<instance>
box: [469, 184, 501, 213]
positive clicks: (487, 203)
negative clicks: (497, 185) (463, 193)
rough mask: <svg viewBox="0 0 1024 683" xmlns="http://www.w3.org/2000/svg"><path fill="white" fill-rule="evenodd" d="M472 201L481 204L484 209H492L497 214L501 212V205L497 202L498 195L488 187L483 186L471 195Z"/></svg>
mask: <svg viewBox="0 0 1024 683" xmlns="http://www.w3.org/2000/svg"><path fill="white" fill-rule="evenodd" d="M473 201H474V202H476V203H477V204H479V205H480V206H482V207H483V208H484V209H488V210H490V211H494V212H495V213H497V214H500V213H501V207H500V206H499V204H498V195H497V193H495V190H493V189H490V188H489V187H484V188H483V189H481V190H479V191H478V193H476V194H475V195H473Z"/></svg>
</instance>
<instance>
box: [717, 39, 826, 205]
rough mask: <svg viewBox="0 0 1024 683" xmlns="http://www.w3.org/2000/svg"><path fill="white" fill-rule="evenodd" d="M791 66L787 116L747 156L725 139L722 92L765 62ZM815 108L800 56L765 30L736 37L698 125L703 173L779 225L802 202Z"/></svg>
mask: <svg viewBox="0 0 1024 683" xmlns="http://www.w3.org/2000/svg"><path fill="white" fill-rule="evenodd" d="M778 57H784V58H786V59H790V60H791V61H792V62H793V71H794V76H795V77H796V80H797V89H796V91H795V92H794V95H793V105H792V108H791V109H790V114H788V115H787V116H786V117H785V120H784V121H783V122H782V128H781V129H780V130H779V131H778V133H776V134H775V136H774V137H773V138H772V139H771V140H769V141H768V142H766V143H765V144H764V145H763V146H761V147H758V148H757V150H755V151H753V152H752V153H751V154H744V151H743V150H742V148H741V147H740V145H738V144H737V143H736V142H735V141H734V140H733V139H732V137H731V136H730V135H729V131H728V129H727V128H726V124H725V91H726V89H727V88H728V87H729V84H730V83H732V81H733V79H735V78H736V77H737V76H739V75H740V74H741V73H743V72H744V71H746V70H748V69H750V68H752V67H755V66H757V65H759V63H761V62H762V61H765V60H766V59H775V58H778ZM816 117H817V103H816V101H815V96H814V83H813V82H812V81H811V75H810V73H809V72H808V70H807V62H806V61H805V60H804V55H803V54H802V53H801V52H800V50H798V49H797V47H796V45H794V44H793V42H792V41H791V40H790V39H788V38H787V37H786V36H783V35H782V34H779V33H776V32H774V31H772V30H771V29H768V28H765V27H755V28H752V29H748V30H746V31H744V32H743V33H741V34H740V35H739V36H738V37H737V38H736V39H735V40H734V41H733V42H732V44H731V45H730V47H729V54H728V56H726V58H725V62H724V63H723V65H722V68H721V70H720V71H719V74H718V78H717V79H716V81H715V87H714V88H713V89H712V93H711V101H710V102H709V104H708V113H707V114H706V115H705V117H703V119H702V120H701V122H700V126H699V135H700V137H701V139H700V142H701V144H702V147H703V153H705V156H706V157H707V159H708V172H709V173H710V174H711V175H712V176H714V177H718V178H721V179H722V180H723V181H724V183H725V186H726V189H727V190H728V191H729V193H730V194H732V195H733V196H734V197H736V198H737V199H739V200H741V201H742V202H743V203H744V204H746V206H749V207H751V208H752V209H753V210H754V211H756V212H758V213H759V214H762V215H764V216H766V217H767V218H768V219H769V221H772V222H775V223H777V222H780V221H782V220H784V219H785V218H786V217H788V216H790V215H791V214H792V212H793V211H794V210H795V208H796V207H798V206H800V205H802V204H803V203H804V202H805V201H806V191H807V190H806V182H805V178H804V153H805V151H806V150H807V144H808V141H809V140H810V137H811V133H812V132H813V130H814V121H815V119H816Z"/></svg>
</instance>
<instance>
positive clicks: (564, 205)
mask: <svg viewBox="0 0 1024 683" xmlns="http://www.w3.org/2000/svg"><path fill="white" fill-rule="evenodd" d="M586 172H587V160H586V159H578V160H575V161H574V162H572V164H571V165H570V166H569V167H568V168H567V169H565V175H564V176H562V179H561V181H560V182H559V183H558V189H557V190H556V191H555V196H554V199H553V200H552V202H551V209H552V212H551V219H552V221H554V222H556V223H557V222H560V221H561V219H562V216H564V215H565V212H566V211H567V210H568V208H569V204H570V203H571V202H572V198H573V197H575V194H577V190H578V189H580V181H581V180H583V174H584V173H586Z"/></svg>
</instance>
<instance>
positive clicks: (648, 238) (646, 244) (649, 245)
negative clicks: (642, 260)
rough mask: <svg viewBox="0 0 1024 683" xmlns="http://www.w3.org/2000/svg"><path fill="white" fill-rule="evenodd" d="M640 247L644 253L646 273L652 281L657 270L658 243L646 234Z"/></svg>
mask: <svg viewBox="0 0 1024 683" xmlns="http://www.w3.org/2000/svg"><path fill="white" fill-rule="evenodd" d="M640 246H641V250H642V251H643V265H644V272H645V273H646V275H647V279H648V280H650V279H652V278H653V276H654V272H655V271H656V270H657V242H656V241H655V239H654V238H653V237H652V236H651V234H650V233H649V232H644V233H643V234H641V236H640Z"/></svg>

_TASK INSTRUCTIONS_
Each line in the listing is to be returned exactly.

_RESULT OF THE EXERCISE_
<instance>
box: [469, 184, 501, 213]
positive clicks: (487, 203)
negative clicks: (497, 185) (463, 193)
rough mask: <svg viewBox="0 0 1024 683" xmlns="http://www.w3.org/2000/svg"><path fill="white" fill-rule="evenodd" d="M472 201L481 204L484 209H492L497 214L501 212V205L497 202L498 195L488 187L483 186L471 195Z"/></svg>
mask: <svg viewBox="0 0 1024 683" xmlns="http://www.w3.org/2000/svg"><path fill="white" fill-rule="evenodd" d="M473 201H474V202H476V203H477V204H479V205H480V206H482V207H483V208H484V209H488V210H490V211H494V212H495V213H497V214H500V213H501V207H500V206H499V204H498V195H497V193H495V190H493V189H490V188H489V187H484V188H483V189H481V190H479V191H478V193H476V194H475V195H473Z"/></svg>
</instance>
<instance>
box: [717, 39, 826, 205]
rough mask: <svg viewBox="0 0 1024 683" xmlns="http://www.w3.org/2000/svg"><path fill="white" fill-rule="evenodd" d="M791 66L787 116L747 156L725 139L722 92L765 62ZM815 108L800 56L765 30L736 37L698 125L703 173L779 225L802 202Z"/></svg>
mask: <svg viewBox="0 0 1024 683" xmlns="http://www.w3.org/2000/svg"><path fill="white" fill-rule="evenodd" d="M778 57H784V58H786V59H790V60H791V61H792V62H793V71H794V76H795V77H796V80H797V89H796V91H795V92H794V95H793V105H792V108H791V109H790V114H788V115H787V116H786V117H785V120H784V121H783V122H782V128H781V129H780V130H779V131H778V133H776V134H775V136H774V137H773V138H772V139H771V140H769V141H768V142H766V143H765V144H764V145H763V146H761V147H758V148H757V150H755V151H753V152H752V153H751V154H744V151H743V150H742V148H741V147H740V145H738V144H737V143H736V142H735V141H734V140H733V139H732V137H731V136H730V135H729V131H728V129H727V128H726V124H725V91H726V89H727V88H728V87H729V84H730V83H732V81H733V79H735V78H736V77H737V76H739V75H740V74H741V73H743V72H744V71H746V70H748V69H750V68H752V67H755V66H757V65H759V63H761V62H762V61H765V60H766V59H775V58H778ZM816 117H817V103H816V101H815V96H814V83H813V82H812V81H811V75H810V73H809V72H808V70H807V62H806V61H805V60H804V55H803V54H802V53H801V52H800V50H798V49H797V47H796V45H794V44H793V42H792V41H791V40H790V39H788V38H787V37H786V36H783V35H782V34H779V33H776V32H774V31H772V30H771V29H768V28H765V27H755V28H752V29H748V30H746V31H744V32H743V33H741V34H740V35H739V36H738V37H737V38H736V39H735V40H734V41H733V42H732V44H731V45H730V47H729V54H728V56H726V58H725V62H724V63H723V65H722V68H721V70H720V71H719V74H718V78H717V79H716V81H715V87H714V88H713V89H712V93H711V101H710V102H709V104H708V113H707V114H706V115H705V117H703V119H702V120H701V122H700V126H699V135H700V137H701V139H700V142H701V144H702V147H703V153H705V156H706V157H707V159H708V172H709V173H710V174H711V175H712V176H714V177H718V178H721V179H722V180H723V181H724V183H725V186H726V189H727V190H728V191H729V193H730V194H732V195H733V196H734V197H736V198H737V199H739V200H741V201H742V202H743V203H744V204H746V206H749V207H751V208H752V209H753V210H754V211H756V212H758V213H759V214H762V215H764V216H766V217H767V218H768V219H769V221H772V222H775V223H777V222H780V221H782V220H784V219H785V218H786V217H788V216H790V215H791V214H792V212H793V211H794V210H795V208H796V207H798V206H800V205H802V204H803V203H804V202H805V201H806V191H807V190H806V182H805V178H804V153H805V151H806V150H807V144H808V141H809V140H810V137H811V133H812V132H813V130H814V121H815V119H816Z"/></svg>
</instance>
<instance>
positive clicks: (564, 205)
mask: <svg viewBox="0 0 1024 683" xmlns="http://www.w3.org/2000/svg"><path fill="white" fill-rule="evenodd" d="M586 172H587V160H586V159H578V160H575V161H574V162H572V164H571V165H570V166H569V167H568V168H567V169H565V175H564V176H562V179H561V181H560V182H559V183H558V189H557V190H556V191H555V196H554V199H553V200H552V202H551V209H552V212H551V219H552V221H554V222H556V223H557V222H560V221H561V219H562V216H564V215H565V212H566V211H567V210H568V208H569V204H570V203H571V202H572V198H573V197H575V194H577V190H578V189H580V181H581V180H583V174H584V173H586Z"/></svg>
</instance>
<instance>
positive clicks: (648, 238) (646, 244) (649, 245)
negative clicks: (642, 260)
rough mask: <svg viewBox="0 0 1024 683" xmlns="http://www.w3.org/2000/svg"><path fill="white" fill-rule="evenodd" d="M640 247L644 253L646 273L652 281L657 270L658 243L646 234Z"/></svg>
mask: <svg viewBox="0 0 1024 683" xmlns="http://www.w3.org/2000/svg"><path fill="white" fill-rule="evenodd" d="M640 246H641V250H642V251H643V265H644V272H645V273H646V275H647V279H648V280H650V279H652V278H653V276H654V272H655V271H656V270H657V242H656V241H655V239H654V238H653V237H652V236H651V234H650V233H649V232H644V233H643V234H641V236H640Z"/></svg>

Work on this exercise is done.